→ **STATED TASK**
Write each line out again exactly as written.
------------------------------------
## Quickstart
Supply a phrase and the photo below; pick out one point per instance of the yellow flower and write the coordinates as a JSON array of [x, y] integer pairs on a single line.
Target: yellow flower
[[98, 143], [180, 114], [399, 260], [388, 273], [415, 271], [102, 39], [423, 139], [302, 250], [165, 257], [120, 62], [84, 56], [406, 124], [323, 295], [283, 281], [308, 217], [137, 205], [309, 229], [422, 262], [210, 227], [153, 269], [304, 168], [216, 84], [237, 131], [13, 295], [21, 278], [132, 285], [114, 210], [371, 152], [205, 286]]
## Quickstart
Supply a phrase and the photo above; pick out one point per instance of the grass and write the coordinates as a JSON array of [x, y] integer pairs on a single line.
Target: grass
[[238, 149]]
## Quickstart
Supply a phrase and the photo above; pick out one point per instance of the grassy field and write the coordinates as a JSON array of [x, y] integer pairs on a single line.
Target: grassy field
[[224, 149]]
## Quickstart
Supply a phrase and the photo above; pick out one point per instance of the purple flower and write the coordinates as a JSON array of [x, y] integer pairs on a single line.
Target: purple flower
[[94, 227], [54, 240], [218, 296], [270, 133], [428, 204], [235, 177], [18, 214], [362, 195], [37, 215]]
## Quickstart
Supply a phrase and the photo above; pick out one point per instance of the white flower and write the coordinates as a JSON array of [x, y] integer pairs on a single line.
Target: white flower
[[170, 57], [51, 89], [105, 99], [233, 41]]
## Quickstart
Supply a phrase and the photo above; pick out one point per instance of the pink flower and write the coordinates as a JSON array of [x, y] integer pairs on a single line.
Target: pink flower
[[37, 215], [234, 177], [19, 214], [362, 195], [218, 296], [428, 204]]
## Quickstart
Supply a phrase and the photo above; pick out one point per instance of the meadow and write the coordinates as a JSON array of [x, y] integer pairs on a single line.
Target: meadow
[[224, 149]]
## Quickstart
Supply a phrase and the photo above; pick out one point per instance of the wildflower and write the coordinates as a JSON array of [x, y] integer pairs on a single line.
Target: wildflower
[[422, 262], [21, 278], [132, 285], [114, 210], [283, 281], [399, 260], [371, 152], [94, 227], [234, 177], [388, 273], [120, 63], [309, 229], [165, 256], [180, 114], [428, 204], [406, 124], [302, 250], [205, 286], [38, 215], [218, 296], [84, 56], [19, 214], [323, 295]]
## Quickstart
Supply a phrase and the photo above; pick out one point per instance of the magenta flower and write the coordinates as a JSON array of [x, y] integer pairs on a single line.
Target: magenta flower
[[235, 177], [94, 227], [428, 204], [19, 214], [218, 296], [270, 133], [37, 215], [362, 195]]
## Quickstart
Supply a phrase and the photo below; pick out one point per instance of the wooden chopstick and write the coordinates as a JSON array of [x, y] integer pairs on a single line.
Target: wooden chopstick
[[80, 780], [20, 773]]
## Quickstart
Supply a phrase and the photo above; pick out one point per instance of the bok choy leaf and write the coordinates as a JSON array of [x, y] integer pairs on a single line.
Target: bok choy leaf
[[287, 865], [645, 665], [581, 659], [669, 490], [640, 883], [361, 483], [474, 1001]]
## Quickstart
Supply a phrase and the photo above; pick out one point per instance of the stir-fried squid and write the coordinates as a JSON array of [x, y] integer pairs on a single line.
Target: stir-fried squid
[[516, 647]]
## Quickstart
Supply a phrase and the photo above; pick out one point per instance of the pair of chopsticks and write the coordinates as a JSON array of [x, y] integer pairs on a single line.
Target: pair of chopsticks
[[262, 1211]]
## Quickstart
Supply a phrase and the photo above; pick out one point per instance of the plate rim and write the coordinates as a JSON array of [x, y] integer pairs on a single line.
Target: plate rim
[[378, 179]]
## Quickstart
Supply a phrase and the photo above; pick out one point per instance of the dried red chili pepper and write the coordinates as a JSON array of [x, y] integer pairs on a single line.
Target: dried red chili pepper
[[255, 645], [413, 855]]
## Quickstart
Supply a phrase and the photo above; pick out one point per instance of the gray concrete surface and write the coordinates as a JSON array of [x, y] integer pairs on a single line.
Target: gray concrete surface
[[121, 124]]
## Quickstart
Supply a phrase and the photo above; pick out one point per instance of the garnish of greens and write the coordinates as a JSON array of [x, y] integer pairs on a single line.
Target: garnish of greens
------------------------------------
→ **EXPECTED OUTPUT**
## Quickstart
Supply a phrase and the photo below; pick out one point per instance of the yellow flower and write the coordinates as a JSON array of [x, y] integer pairs on a single line.
Target: yellow flower
[[98, 143], [180, 114], [399, 260], [388, 273], [415, 271], [102, 39], [423, 139], [302, 250], [165, 257], [120, 62], [84, 56], [406, 124], [323, 295], [283, 281], [308, 217], [137, 205], [309, 229], [422, 262], [210, 227], [153, 269], [304, 168], [216, 84], [237, 131], [13, 295], [21, 278], [132, 285], [114, 210], [371, 152], [205, 286]]
## Quickstart
Supply a phrase and the photo above; pick out one point per instance of the grass and write the coordinates as a JSON array of [x, y] integer pairs on a single line.
Target: grass
[[238, 149]]
## Quickstart
Supply a phrase and the photo above; pick out one point per instance of the grassy field and write the coordinates as a JSON array of [x, y] integer pairs on a single line.
Target: grassy field
[[224, 149]]
## Quickstart
Supply a phrase and the photo above; pick out one point per instance of the purple flower and write the coordinates as a JSON array of [x, y] integer pairs on a single line.
Target: purple flower
[[94, 227], [54, 240], [218, 296], [270, 133], [428, 204], [235, 177], [18, 214], [362, 195], [37, 215]]
## Quickstart
Supply a phrase and the photo above; pick out one point per instance of the white flower and write the coordinates as a JSON array of [x, y] integer pairs on a single line.
Target: white flower
[[170, 57], [51, 89], [105, 99], [233, 41]]
## Quickstart
Supply a phrase and the photo above; pick out one point per instance of the pink flower and write the coordinates as a JSON array of [x, y] integer pairs on a single line.
Target: pink flower
[[37, 215], [234, 177], [19, 214], [362, 195], [218, 296], [428, 204]]
## Quickstart
Supply a phrase and the photo above; pick out one point per instance of the meadow and write the coordinates as a JSON array of [x, y] integer pairs on a single line.
Target: meadow
[[224, 149]]
## Quickstart
Supply a phrase and the photo above; pick out one point per instance of the wildflower and write the coordinates as a JSON array of [x, y] integer pairs on a single line.
Target: wildflower
[[422, 262], [21, 278], [132, 285], [114, 210], [283, 281], [399, 260], [371, 152], [94, 227], [234, 177], [388, 273], [120, 63], [309, 229], [165, 256], [180, 114], [428, 204], [406, 124], [302, 250], [205, 286], [38, 215], [218, 296], [84, 56], [19, 214], [323, 295]]
## Quickstart
Supply a phrase and the photo above; pick out one point per instance of the magenta flower and write the coordinates as a JSON array of [x, y] integer pairs on a single line.
Target: magenta flower
[[235, 177], [94, 227], [428, 204], [19, 214], [218, 296], [270, 133], [37, 215], [362, 195]]
## Quickstart
Supply a phrase and the photo below; pick out one point per instance of the wooden chopstick and write the coordinates as a JSON array of [x, y] integer pairs on a single line.
Target: wooden chopstick
[[80, 780], [20, 773]]
## Quickstart
Supply a phrase and the photo above; pick out one point per instance of the bok choy leaf and write the coordinates as a JSON array of [x, y] integer pairs on a single line.
Target: bok choy leaf
[[287, 865], [645, 665], [581, 659], [669, 490], [640, 883], [361, 483], [474, 1001]]
## Quickstart
Supply a phrase and the photo above; pick out one point per instance of the stir-fried squid and write the coordinates as a JSON array of [x, y] integer pairs on a single line.
Target: stir-fried squid
[[516, 647]]
## Quickstart
Supply a phrase and the photo above; pick out one point per instance of the pair of chopsticks and write the coordinates as a JSON array of [x, y] integer pairs on a single line.
Target: pair of chopsticks
[[262, 1211]]
## Quickstart
Supply a phrase and the photo above; pick out one point per instance of the plate rim and write the coordinates as a JSON array of [x, y] integer pairs on a single line.
Target: plate rim
[[378, 179]]
## Quickstart
Supply a phrase and the photo above; pick out one point per instance of the dried red chili pepper and write the coordinates as a JSON array of [x, y] integer pairs on a single line.
Target: dried red chili pepper
[[255, 645], [413, 855]]
## Quickstart
Supply a phrase and the photo above; pick out one point per instance of the gray concrete surface and write the coordinates as a JSON array of [x, y] integer pairs on a single line.
Target: gray concrete surface
[[121, 124]]
## Quickstart
Supply a phrase and the photo above; pick out one point per instance of the garnish of greens and write the coordinates as a JSON array of [x, y] integer pairs on a single line.
Target: garnish of greens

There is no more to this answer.